## Exercises to complete
• A. Please reproduce, word for word, the stretch of the drunk-driving text that starts at the words "To get a fair" and stops after the words "her two toddlers.".
• B. Render this sentence from the drunk-driving text in Spanish: "Only a few blocks from home, the driver nodded off."

Excerpted text START

To get a fair blood-alcohol reading a policeman has to wait 20 minutes so that any alcohol in the driver's mouth can dissipate. "So I sat there, wrote up the tickets and the report while this guy is babbling on and on. He looks at me and goes, ‘You know, your honor, I got this store in Chicago, you know, and last year these two guys came in and shot and killed me.'" The driver's score was "a half drink short of being legally drunk for five people." But one woman topped even that, registering .40. She was in a minivan with her two toddlers.

None of the students really notices until it's too late, but McNamara has gotten serious. The stories of silly drunks have given way to autopsy reports. He holds up a photo of tangled metal that was once a Pontiac Grand Am and points out the passenger seat. "The guy who owned this car I knew for ten years, because he lived around the corner from my house. I watched this kid grow up." The young man got hammered with a friend, and knowing better than to drive drunk, he gave the keys to his friend—who was even drunker. "Those of you who did the goggles, he was drunker than that."

Only a few blocks from home, the driver nodded off. His foot depressed the accelerator, and the car hit a tree going 65 miles an hour. "The kid that was in the passenger seat got thrown headfirst into the tree, catapulted out of the car because he wasn't wearing a seat belt." He died, and the driver woke up in the hospital. "A few months after that he came over to the Park Forest police station on crutches, his leg broken in three places, wired together, pins, his left arm broken, his collarbone broken, cuts all over his face from the glass. Turned himself in to me. He was the driver and he was drunk and somebody died. He was charged with reckless homicide. He pled guilty last year, he was found guilty. And his lawyer did a good job and got him probation. So here's a young guy with a conviction on his record for homicide. The kid told his lawyer, ‘I don't want that. Go back to the judge and tell him I want to go to jail.' He killed his best friend, but he still got probation."

Excerpted text END
Data section START

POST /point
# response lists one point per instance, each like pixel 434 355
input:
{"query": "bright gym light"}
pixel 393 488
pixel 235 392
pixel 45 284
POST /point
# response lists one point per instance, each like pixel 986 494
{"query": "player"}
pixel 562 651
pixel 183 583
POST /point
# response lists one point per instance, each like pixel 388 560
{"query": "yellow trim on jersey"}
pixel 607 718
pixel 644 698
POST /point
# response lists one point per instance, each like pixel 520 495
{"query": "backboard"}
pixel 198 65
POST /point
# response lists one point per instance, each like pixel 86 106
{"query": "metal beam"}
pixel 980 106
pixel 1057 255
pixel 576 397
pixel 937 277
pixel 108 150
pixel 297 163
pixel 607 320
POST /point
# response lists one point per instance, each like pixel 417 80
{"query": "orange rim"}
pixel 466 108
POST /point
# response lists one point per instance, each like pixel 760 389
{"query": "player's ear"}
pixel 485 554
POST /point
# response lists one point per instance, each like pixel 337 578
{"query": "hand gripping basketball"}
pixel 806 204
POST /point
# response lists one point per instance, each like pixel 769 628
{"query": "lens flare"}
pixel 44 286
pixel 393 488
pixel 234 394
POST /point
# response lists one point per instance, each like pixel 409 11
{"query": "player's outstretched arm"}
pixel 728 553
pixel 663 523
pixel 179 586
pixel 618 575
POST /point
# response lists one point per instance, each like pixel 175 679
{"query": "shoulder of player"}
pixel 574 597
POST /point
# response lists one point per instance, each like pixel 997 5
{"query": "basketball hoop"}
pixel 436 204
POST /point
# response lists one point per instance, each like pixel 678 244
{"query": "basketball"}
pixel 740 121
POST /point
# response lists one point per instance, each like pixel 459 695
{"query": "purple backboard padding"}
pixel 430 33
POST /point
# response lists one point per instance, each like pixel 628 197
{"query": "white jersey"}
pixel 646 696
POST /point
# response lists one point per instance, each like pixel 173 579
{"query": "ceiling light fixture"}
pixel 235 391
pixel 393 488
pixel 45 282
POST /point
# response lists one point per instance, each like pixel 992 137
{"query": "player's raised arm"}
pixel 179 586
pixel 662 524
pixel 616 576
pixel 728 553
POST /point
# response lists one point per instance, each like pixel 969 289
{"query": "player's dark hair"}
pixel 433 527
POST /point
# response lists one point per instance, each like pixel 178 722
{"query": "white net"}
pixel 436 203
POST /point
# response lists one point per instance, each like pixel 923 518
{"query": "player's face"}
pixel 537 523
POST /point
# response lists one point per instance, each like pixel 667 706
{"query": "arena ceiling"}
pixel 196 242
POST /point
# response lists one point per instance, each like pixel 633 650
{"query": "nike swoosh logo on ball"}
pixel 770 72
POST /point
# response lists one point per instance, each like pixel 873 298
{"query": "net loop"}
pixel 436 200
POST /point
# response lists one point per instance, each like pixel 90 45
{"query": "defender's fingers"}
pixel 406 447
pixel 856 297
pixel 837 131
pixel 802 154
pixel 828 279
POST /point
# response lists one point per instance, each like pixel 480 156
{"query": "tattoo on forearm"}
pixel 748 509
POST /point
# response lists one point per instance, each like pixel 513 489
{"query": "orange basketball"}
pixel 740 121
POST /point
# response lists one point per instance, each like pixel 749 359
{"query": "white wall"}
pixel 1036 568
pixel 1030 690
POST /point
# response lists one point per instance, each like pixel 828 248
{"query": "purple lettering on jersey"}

Data section END

## Responses per task
• A.
To get a fair blood-alcohol reading a policeman has to wait 20 minutes so that any alcohol in the driver's mouth can dissipate. "So I sat there, wrote up the tickets and the report while this guy is babbling on and on. He looks at me and goes, ‘You know, your honor, I got this store in Chicago, you know, and last year these two guys came in and shot and killed me.'" The driver's score was "a half drink short of being legally drunk for five people." But one woman topped even that, registering .40. She was in a minivan with her two toddlers.

• B. A solo unas cuadras de casa, el conductor se quedó dormido.